WHAT YOU HAVE TO DO
Your answer must be an exact copy of all the entries.

(Data items)
'''

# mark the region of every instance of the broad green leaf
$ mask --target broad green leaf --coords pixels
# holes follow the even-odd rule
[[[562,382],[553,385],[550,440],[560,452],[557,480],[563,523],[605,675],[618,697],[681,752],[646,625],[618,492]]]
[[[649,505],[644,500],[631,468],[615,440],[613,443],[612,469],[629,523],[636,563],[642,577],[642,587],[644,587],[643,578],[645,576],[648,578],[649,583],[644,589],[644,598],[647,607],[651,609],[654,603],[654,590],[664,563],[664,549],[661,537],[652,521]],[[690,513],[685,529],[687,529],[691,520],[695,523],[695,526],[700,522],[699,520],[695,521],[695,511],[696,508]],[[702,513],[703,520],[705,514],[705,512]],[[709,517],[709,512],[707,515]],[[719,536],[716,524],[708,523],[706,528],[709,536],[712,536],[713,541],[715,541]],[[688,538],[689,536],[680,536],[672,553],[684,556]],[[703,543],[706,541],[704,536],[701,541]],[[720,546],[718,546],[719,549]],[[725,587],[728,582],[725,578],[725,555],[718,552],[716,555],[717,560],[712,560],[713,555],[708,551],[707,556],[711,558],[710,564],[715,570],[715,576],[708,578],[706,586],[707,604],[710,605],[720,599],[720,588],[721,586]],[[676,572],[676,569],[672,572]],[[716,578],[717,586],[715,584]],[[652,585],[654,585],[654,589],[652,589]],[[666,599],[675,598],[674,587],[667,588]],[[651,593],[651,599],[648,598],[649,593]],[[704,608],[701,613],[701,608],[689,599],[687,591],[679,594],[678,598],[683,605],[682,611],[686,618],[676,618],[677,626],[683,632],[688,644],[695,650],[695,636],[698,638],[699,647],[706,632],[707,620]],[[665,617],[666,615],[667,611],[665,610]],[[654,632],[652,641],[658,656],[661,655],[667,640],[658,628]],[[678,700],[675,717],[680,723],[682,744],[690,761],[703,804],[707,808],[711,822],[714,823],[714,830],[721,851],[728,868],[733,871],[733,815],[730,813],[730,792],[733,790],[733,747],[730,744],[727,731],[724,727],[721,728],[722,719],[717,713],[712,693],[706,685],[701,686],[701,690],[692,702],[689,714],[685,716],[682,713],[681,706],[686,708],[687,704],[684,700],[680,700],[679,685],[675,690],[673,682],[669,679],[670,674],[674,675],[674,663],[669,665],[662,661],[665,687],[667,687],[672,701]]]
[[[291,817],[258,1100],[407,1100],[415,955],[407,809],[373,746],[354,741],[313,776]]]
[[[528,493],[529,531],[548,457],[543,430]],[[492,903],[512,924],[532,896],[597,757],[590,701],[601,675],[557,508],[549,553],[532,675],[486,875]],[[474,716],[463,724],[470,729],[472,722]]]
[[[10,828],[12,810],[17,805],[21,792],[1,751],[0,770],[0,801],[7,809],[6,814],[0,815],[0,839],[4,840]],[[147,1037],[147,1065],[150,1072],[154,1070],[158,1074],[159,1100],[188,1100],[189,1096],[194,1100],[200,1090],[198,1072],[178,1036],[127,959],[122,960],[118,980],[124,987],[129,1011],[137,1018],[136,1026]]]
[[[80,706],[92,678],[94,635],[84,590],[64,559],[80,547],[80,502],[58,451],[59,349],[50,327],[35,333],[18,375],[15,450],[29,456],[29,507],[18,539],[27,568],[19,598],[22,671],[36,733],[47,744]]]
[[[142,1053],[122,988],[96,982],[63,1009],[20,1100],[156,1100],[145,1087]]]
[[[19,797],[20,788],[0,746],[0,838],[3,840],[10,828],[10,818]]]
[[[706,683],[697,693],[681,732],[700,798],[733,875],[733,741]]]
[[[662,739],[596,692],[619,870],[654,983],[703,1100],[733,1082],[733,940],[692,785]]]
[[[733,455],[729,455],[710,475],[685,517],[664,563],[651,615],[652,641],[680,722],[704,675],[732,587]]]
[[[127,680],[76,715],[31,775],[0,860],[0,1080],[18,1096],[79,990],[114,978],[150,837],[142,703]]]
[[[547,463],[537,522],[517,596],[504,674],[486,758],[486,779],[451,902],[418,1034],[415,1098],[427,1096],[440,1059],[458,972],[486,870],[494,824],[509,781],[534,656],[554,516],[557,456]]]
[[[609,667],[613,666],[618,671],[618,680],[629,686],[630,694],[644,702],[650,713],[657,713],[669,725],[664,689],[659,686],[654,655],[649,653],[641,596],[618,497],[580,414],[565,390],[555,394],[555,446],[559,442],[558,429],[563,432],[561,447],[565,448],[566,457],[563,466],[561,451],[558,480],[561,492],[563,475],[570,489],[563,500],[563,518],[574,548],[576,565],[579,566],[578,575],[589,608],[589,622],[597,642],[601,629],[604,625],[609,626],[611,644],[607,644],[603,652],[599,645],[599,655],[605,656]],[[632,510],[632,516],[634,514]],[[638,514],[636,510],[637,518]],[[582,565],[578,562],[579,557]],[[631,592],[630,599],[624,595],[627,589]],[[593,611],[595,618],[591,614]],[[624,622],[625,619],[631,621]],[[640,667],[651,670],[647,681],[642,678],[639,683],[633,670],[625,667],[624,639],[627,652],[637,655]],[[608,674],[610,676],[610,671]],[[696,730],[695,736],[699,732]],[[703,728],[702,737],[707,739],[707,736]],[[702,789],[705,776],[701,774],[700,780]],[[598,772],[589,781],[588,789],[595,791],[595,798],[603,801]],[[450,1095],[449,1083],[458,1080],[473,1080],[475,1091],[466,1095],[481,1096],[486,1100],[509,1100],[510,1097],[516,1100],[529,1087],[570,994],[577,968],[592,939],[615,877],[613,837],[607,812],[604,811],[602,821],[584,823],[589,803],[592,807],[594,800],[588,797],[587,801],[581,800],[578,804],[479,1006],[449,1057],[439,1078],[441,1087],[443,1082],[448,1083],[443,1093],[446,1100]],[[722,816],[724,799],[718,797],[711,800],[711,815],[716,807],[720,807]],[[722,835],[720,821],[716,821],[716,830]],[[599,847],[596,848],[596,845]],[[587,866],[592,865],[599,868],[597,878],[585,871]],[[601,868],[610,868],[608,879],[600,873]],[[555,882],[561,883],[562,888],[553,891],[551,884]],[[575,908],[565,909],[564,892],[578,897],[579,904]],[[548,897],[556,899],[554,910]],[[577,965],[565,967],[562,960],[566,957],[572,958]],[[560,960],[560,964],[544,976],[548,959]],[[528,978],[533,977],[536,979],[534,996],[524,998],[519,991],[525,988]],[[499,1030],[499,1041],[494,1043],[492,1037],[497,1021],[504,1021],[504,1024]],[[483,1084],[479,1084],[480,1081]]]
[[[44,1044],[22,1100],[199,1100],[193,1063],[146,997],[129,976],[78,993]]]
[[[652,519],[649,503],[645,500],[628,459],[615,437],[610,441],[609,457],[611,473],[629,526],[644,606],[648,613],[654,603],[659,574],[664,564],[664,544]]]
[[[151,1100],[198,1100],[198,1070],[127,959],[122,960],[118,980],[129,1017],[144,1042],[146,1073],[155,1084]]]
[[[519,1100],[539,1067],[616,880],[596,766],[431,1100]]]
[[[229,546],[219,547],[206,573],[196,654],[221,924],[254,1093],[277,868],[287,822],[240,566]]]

'''

FINAL ANSWER
# mark the region of every instance of the broad green leaf
$ mask --target broad green leaf --coords pixels
# holes follow the even-odd rule
[[[562,382],[553,385],[550,440],[560,452],[557,480],[563,523],[605,675],[618,697],[681,752],[646,625],[618,492]]]
[[[649,505],[644,500],[631,468],[615,440],[613,443],[612,469],[629,523],[636,563],[642,577],[642,587],[644,587],[643,578],[645,576],[648,578],[649,583],[644,589],[644,598],[647,607],[651,609],[654,603],[654,590],[664,563],[664,549],[661,537],[652,521]],[[690,513],[685,529],[687,529],[691,520],[695,523],[695,526],[700,522],[699,520],[695,521],[695,511],[696,508]],[[702,513],[703,520],[705,514],[705,512]],[[709,517],[709,512],[707,515]],[[719,536],[716,524],[708,523],[706,528],[709,536],[712,536],[713,541],[715,541]],[[688,538],[689,536],[680,536],[672,553],[684,556]],[[703,543],[706,541],[704,536],[701,541]],[[720,546],[718,546],[719,549]],[[725,587],[728,582],[725,578],[725,555],[718,552],[716,555],[717,560],[712,560],[713,555],[708,551],[707,556],[711,558],[710,564],[715,570],[715,576],[708,578],[706,586],[707,604],[710,605],[720,599],[720,588],[721,586]],[[676,572],[676,569],[672,572]],[[716,578],[717,586],[715,584]],[[652,585],[654,585],[654,589],[652,589]],[[666,599],[675,598],[674,587],[667,588]],[[651,593],[651,599],[648,598],[649,593]],[[704,608],[701,613],[701,608],[689,599],[687,591],[679,594],[678,598],[683,605],[682,611],[686,618],[676,618],[677,626],[683,632],[688,644],[695,650],[695,636],[698,638],[699,647],[706,632],[707,620]],[[665,617],[666,615],[667,611],[665,610]],[[654,632],[652,641],[658,656],[661,655],[667,640],[658,628]],[[678,700],[675,717],[680,723],[682,744],[690,761],[703,804],[707,808],[711,822],[714,823],[714,830],[721,851],[728,868],[733,871],[733,815],[730,813],[730,792],[733,790],[733,747],[730,744],[727,731],[724,727],[721,728],[722,719],[717,713],[712,693],[706,685],[701,686],[701,690],[692,702],[689,714],[685,716],[682,713],[681,706],[686,708],[687,704],[684,700],[680,700],[679,685],[675,690],[673,682],[669,679],[670,674],[674,675],[674,663],[669,665],[662,661],[665,687],[667,687],[672,701]]]
[[[291,817],[258,1100],[407,1100],[415,955],[407,809],[373,746],[354,741],[313,776]]]
[[[528,493],[529,531],[548,457],[543,430]],[[492,903],[512,924],[532,896],[597,757],[590,701],[601,675],[557,508],[549,553],[532,675],[486,875]],[[474,716],[463,724],[470,729],[472,722]]]
[[[10,828],[12,810],[17,805],[21,792],[1,751],[0,770],[0,801],[7,809],[6,814],[0,815],[0,839],[4,840]],[[147,1037],[147,1065],[150,1072],[154,1070],[158,1074],[159,1100],[188,1100],[189,1096],[194,1100],[200,1090],[198,1072],[178,1036],[127,959],[122,960],[118,980],[124,987],[129,1011],[137,1018],[136,1026]]]
[[[80,706],[92,678],[94,635],[84,590],[64,559],[80,547],[80,502],[58,451],[59,349],[50,327],[35,333],[18,375],[15,450],[29,456],[29,507],[18,539],[27,568],[19,598],[22,671],[36,733],[47,744]]]
[[[142,1053],[122,988],[96,982],[63,1009],[20,1100],[156,1100],[145,1087]]]
[[[19,797],[20,788],[0,746],[0,838],[3,840],[10,828],[10,818]]]
[[[706,683],[697,693],[681,732],[700,798],[733,875],[733,741]]]
[[[662,739],[596,692],[619,870],[654,983],[703,1100],[733,1082],[733,940],[692,785]]]
[[[733,455],[729,455],[710,475],[685,517],[664,563],[651,615],[652,641],[680,722],[704,675],[732,587]]]
[[[127,680],[76,715],[31,775],[0,860],[0,1080],[18,1096],[79,990],[114,978],[150,837],[142,703]]]
[[[547,463],[537,522],[517,596],[504,674],[486,758],[486,779],[451,902],[418,1034],[415,1098],[427,1096],[440,1059],[458,972],[486,870],[494,824],[509,781],[534,656],[554,516],[557,456]]]
[[[609,667],[613,666],[618,671],[618,680],[629,686],[630,694],[644,702],[650,713],[657,713],[669,725],[664,689],[659,686],[654,655],[649,653],[641,596],[618,497],[580,414],[565,390],[555,394],[555,446],[559,442],[558,429],[563,432],[561,447],[565,448],[566,457],[563,466],[561,451],[558,480],[561,492],[563,475],[570,489],[563,500],[563,518],[574,548],[576,565],[579,566],[578,575],[589,608],[589,622],[597,642],[601,629],[604,625],[609,626],[611,644],[607,644],[603,652],[599,645],[599,655],[605,656]],[[632,510],[632,516],[634,514]],[[638,514],[636,510],[637,518]],[[582,565],[578,562],[579,557]],[[631,592],[630,599],[624,595],[627,589]],[[593,611],[595,618],[591,614]],[[624,622],[625,619],[631,621]],[[640,667],[651,670],[647,681],[642,678],[639,683],[633,670],[625,667],[624,639],[627,652],[637,655]],[[608,674],[610,676],[610,671]],[[696,730],[695,736],[699,732]],[[703,728],[702,737],[707,739],[707,736]],[[702,789],[705,776],[701,774],[700,780]],[[598,772],[589,781],[588,789],[595,791],[595,798],[603,801]],[[450,1095],[449,1083],[458,1080],[473,1080],[475,1091],[466,1095],[481,1096],[486,1100],[509,1100],[510,1097],[516,1100],[529,1087],[570,994],[577,968],[592,939],[615,877],[613,837],[607,812],[604,811],[602,821],[584,823],[589,803],[592,807],[594,800],[588,797],[587,801],[581,800],[578,804],[479,1006],[449,1057],[439,1078],[441,1087],[443,1082],[448,1083],[443,1093],[446,1100]],[[722,816],[724,799],[718,797],[711,800],[711,815],[716,807],[720,807]],[[722,835],[720,821],[716,821],[716,830]],[[599,847],[596,848],[596,845]],[[587,866],[592,865],[599,868],[597,878],[585,871]],[[601,868],[610,868],[608,879],[600,873]],[[555,882],[561,883],[562,888],[553,891],[551,884]],[[575,908],[565,909],[564,892],[578,897],[579,904]],[[548,897],[556,899],[554,910]],[[577,965],[565,967],[562,960],[566,957],[572,958]],[[560,960],[560,964],[544,976],[548,959]],[[528,978],[533,977],[536,979],[534,996],[524,998],[519,991],[525,988]],[[499,1030],[499,1041],[494,1043],[492,1037],[497,1021],[504,1021],[504,1024]],[[483,1084],[479,1084],[480,1081]]]
[[[44,1044],[22,1100],[199,1100],[193,1063],[146,997],[129,976],[78,993]]]
[[[652,519],[649,503],[645,500],[628,459],[615,437],[610,441],[609,457],[611,473],[629,526],[644,606],[648,613],[654,603],[659,574],[664,564],[664,544]]]
[[[151,1100],[198,1100],[198,1070],[127,959],[122,960],[118,980],[129,1017],[144,1042],[146,1073],[155,1084]]]
[[[519,1100],[539,1067],[616,880],[596,766],[431,1100]]]
[[[229,546],[219,547],[206,573],[196,654],[221,924],[254,1093],[277,868],[287,822],[240,566]]]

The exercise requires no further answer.